* _取り組む課題_:
A) 高所作業車両の記事のうち「昇降マスト2の垂直方向への」で始まる段落を、主要な事実を保ちつつ簡潔な箇条書きにまとめてください。
B) 次の記述(i)〜(iii)が高所作業車両の記事と一致するかどうか、それぞれ「はい」または「いいえ」で答え、判断の根拠となる記事の語句をそのまま引用してください。
(i) 油圧パッケージと昇降マストはチューブで接続されている。
(ii) 昇降マストと油圧パッケージが離れているため、圧力が弱まる。
(iii) 昇降マストの昇降制御は下部操作ボックスでのみ行える。
C) 高所作業車両の記事の最後の文を引き継ぎ、その後に続く文章を書いてください。

また、逆方向にバッテリ8を配置することで、高所作業車両の重心を補正し、安全性を確保している。
【0017】
昇降マスト2の垂直方向への昇降制御機構は、架台下の昇降マスト機構に付随している。
本実施例では、油圧パッケージ7と昇降マスト2とをチューブで接続し、昇降制御の動力源としている。
ここで、従来の構造と比較すると、偏倚配置した昇降マスト2と油圧パッケージ7とが離れた位置となるが、接続するチューブが長くなるだけであって、圧力が弱まることはない。
また、昇降マスト2の昇降制御は、昇降マスト内および下部操作ボックス6において制御可能である。

* _提供データ_:
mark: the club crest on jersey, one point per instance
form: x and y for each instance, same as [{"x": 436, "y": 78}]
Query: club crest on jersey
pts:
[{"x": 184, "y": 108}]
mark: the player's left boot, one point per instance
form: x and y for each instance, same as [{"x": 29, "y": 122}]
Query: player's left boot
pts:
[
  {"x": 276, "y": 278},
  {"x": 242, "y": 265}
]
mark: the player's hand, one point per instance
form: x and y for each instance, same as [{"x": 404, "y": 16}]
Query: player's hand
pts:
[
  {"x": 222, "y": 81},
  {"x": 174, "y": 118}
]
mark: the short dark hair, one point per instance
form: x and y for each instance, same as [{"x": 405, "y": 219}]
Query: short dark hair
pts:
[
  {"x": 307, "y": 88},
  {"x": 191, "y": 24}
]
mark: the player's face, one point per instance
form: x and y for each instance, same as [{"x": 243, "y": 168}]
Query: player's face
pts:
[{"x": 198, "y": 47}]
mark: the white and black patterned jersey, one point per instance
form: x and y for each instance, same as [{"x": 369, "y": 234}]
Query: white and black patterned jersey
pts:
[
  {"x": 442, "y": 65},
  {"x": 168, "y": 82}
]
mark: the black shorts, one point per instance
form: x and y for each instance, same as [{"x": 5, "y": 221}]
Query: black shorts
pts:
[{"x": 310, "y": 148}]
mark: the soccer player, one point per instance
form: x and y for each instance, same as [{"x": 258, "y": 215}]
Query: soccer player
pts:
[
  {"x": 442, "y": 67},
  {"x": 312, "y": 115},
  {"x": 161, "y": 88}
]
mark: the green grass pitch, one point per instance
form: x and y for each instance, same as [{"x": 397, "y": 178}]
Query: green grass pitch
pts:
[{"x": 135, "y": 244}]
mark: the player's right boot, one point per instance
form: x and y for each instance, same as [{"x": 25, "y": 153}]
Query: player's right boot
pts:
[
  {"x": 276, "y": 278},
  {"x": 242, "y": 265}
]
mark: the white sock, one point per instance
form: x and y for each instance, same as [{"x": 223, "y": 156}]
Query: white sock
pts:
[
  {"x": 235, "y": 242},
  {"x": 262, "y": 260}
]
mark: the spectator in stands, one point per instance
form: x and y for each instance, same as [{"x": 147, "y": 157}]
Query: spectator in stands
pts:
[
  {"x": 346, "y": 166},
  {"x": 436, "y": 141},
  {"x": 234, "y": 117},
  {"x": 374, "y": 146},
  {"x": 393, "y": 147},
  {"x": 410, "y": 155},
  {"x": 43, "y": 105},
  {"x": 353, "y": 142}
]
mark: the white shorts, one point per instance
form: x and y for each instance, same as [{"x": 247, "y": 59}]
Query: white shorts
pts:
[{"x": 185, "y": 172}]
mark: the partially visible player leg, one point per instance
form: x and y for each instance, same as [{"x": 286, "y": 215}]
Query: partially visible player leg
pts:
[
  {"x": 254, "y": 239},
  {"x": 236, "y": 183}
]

...

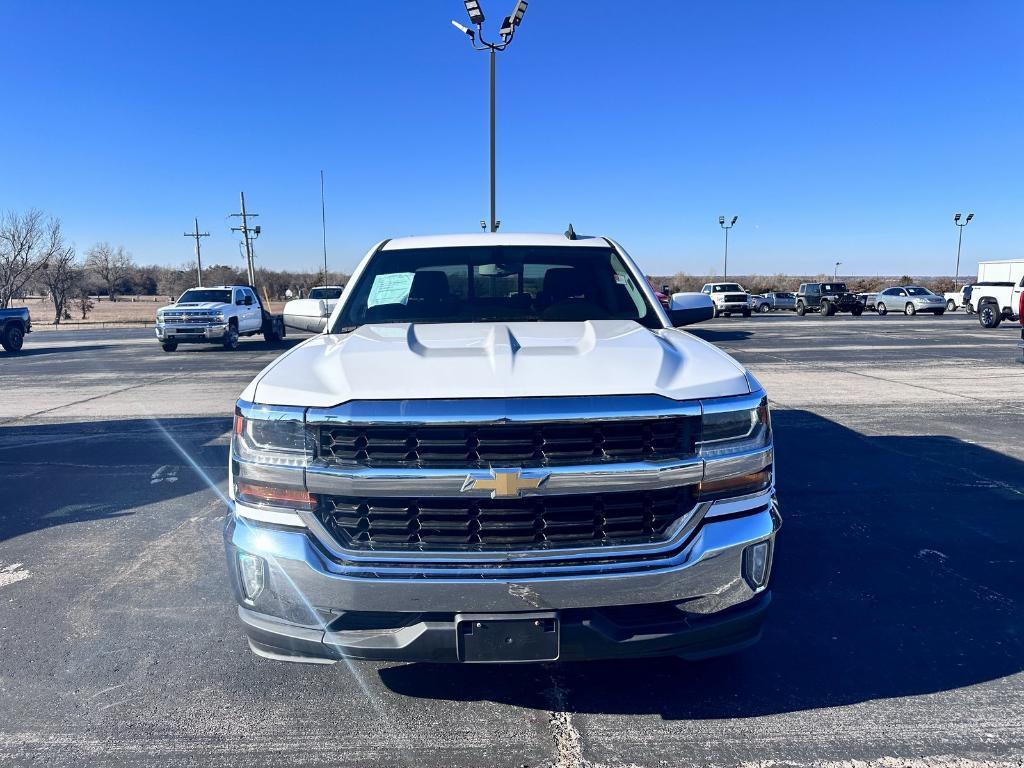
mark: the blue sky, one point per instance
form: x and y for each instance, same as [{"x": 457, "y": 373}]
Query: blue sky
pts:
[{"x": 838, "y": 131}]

---

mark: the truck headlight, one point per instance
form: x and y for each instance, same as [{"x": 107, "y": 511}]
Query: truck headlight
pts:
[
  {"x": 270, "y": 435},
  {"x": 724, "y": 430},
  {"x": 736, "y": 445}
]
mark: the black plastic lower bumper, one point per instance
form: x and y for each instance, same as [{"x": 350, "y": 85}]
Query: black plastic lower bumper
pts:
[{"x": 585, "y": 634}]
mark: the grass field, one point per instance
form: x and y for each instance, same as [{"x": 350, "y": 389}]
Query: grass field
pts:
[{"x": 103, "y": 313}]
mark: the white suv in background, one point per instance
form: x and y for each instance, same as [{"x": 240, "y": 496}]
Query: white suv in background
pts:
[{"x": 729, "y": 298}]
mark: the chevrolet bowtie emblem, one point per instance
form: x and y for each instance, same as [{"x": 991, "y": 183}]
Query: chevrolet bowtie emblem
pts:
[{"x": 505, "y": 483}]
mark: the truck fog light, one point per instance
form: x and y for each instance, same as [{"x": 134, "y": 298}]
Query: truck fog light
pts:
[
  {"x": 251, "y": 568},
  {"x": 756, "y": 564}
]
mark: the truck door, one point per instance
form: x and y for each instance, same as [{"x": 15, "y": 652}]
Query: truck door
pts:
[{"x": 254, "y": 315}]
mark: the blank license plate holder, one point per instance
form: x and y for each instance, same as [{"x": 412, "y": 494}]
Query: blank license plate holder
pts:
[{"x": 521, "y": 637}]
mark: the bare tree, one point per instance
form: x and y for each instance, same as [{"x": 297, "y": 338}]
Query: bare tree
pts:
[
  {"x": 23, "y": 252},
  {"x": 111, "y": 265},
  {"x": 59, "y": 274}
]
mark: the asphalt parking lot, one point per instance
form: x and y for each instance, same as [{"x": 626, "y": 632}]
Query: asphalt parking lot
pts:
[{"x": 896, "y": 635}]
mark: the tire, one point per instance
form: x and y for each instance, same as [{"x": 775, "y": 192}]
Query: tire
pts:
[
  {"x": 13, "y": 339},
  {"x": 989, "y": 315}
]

* _演習結果_:
A)
・昇降マスト2の垂直方向の昇降制御機構は、架台下の昇降マスト機構に付随している。
・油圧パッケージ7と昇降マスト2をチューブで接続し、昇降制御の動力源としている。
・偏倚配置により両者は離れた位置となるが、チューブが長くなるだけで圧力は弱まらない。
・昇降制御は昇降マスト内および下部操作ボックス6で行える。

B)
(i) はい。「油圧パッケージ7と昇降マスト2とをチューブで接続し」
(ii) いいえ。「圧力が弱まることはない」
(iii) いいえ。「昇降マスト内および下部操作ボックス6において制御可能である」

C)
【0018】
走行モータ3は、高所作業車の左右方向中心部に対して左右方向一方側へ偏倚配置させた昇降マスト下部に隣接する空間に配置され、走行方向前方の駆動輪1のタイヤと直結することで、その内部に、ギアを内蔵した減速機(図示せず)を取付けているので、従来のギアやチェーンが露出する構造を採らず、より安全なコンパクト化された高所作業車となる。
本実施例では、偏倚配置させた昇降マスト2により、従来の高所作業車よりその全長が200mm短い車両となっている。
ここで、ヘッドモータの回転動力は、減速機を介してよりパワーアップさせ、タイヤへと伝達される。
【図面の簡単な説明】
【0019】
【図1】本発明のコンパクト化された高所作業車の上面図である。
【図2】本発明のコンパクト化された高所作業車の正面図である。
【図3】本発明のコンパクト化された高所作業車の斜視図である。
【図4】従来の高所作業車を示す上面図である。
【図5】従来の偏倚構成を採る高所作業車を示す図である。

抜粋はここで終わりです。